======== Given passage

The Mental Health Impact of Stress on Middle-Aged Women

A recent analysis of data on more than 900 adults by Johns Hopkins researchers has linked stressful life experiences among middle-aged women—but not men—to greater memory decline in later life.

The researchers said their findings, published the “International Journal of Geriatric Psychiatry,” align with documented higher rates of Alzheimer's disease in women than men and add to evidence that stress hormones play an uneven gender role in brain health.

Although the researchers cautioned that their study was designed to show correlation and not cause and effect, they suggested if future studies demonstrate that stress response does factor into the cause of dementia, then strategies designed to mitigate the human body's reactions to stress may prevent or delay the onset of cognitive decline.

"We can't get rid of stressors, but we might adjust the way we respond to stress and have a real effect on brain function as we age," said Cynthia Munro, associate professor of psychiatry and behavioral sciences at the Johns Hopkins University School of Medicine. "And although our study did not show the same association for men, it sheds further light on the effects of stress response on the brain with potential application to both men and women."

Prior research by other investigators showed that the effect of age on the stress response was three times greater in women than in men. Separately, other research has shown that stressful life experiences can result in temporary memory and cognitive problems. According to researchers, stress reduction hasn't received as much attention as other factors that may contribute to dementia or Alzheimer’s disease. They suggested that it might be worth exploring stress management techniques as a way to delay or prevent disease.

According to the Alzheimer's Association, “almost two-thirds of Americans with Alzheimer's are women. Of the 5.6 million people age 65 and older with Alzheimer’s in the United States, 3.5 million are women.” Not only are women more likely to have Alzheimer's, but they are also more likely to be caregivers of those living with Alzheimer's—not an easy task. “Female caregivers may experience higher levels of depression and impaired health than their male counterparts. Evidence suggests these differences arise because female caregivers tend to spend more time caregiving, to take on more caregiving tasks, and to care for someone with greater cognitive, functional and/or behavior problems.”

================

## [Assignment 1]
In the passage on stress and memory decline in middle-aged women, why may female caregivers of people with Alzheimer's experience more depression and impaired health than male caregivers? Answer in one to three sentences.
## [Assignment 2]
Rewrite the paragraph of the passage on stress and memory decline that begins "Prior research by other investigators" as a short bulleted list, keeping its main facts.
## [Assignment 3]
Retype the part of the passage on stress and memory decline between "The Mental Health" and "in brain health.", inclusive.

======== Entries provided

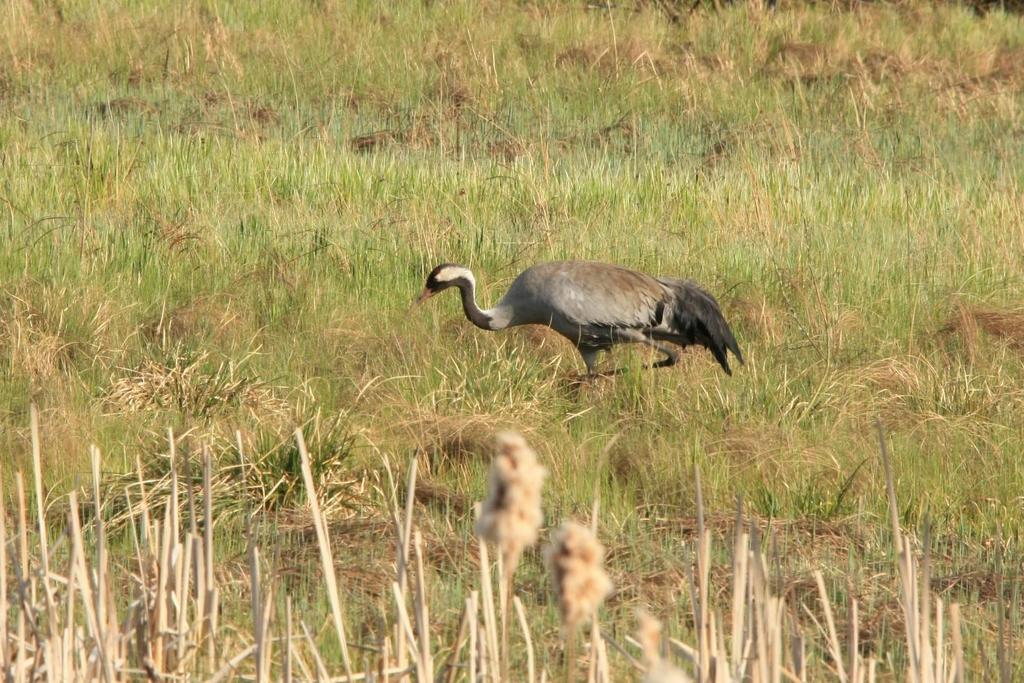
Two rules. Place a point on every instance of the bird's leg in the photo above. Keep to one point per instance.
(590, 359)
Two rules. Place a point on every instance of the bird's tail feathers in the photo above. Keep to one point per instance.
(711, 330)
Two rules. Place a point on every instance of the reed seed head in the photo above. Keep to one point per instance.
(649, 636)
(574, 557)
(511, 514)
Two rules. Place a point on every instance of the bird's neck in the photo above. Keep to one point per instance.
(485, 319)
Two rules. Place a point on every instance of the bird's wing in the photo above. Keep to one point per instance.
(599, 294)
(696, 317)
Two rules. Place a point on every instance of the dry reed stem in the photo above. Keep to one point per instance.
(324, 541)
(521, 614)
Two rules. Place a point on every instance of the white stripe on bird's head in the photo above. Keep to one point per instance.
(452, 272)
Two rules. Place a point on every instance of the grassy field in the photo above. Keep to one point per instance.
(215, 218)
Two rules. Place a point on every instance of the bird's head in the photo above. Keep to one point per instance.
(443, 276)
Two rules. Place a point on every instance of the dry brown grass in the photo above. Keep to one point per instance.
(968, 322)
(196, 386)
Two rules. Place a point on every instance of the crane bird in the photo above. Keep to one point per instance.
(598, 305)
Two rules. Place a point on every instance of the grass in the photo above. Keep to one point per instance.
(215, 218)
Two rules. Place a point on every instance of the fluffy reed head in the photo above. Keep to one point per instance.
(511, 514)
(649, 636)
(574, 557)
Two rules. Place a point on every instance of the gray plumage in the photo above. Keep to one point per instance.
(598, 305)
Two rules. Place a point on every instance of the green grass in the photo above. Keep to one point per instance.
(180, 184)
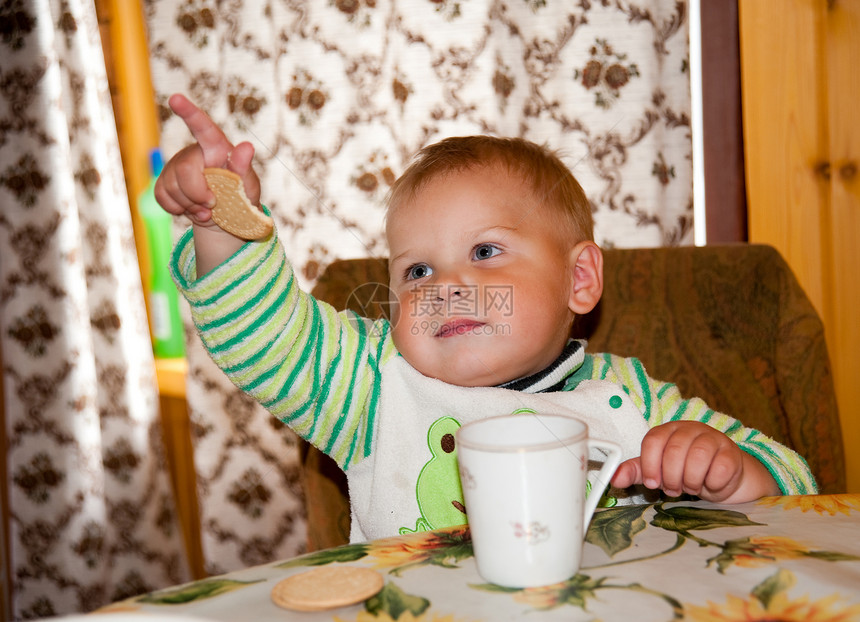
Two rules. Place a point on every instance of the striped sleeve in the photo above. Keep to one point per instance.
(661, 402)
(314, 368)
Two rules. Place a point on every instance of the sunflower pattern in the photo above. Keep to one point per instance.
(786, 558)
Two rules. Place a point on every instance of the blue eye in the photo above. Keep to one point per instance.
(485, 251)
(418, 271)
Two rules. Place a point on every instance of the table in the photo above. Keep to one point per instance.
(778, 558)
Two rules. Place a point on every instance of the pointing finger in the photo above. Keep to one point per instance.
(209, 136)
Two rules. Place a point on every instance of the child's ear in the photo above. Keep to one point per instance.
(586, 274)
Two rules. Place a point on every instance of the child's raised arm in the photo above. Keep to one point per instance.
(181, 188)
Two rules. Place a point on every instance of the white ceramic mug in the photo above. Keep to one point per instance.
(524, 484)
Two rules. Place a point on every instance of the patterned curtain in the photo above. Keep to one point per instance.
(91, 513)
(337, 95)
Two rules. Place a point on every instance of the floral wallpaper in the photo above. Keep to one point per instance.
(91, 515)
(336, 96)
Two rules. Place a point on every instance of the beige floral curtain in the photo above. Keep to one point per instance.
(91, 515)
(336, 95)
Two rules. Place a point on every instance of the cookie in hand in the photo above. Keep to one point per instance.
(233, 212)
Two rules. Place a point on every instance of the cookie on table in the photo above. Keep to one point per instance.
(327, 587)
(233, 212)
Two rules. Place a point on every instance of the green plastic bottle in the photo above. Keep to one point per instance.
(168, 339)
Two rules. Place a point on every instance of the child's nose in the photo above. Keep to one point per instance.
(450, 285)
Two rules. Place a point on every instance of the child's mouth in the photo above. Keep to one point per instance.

================

## [Answer area 1]
Evidence suggests that female caregivers tend to spend more time caregiving and take on more caregiving tasks. They also tend to care for someone with greater cognitive, functional and/or behavior problems.

## [Answer area 2]
- Earlier research by other investigators found that age affected the stress response three times more in women than in men.
- Other research has shown that stressful life experiences can cause temporary memory and cognitive problems.
- The researchers say stress reduction has received less attention than other factors that may contribute to dementia or Alzheimer's disease.
- They suggested exploring stress management techniques as a possible way to delay or prevent disease.

## [Answer area 3]
The Mental Health Impact of Stress on Middle-Aged Women

A recent analysis of data on more than 900 adults by Johns Hopkins researchers has linked stressful life experiences among middle-aged women—but not men—to greater memory decline in later life.

The researchers said their findings, published the “International Journal of Geriatric Psychiatry,” align with documented higher rates of Alzheimer's disease in women than men and add to evidence that stress hormones play an uneven gender role in brain health.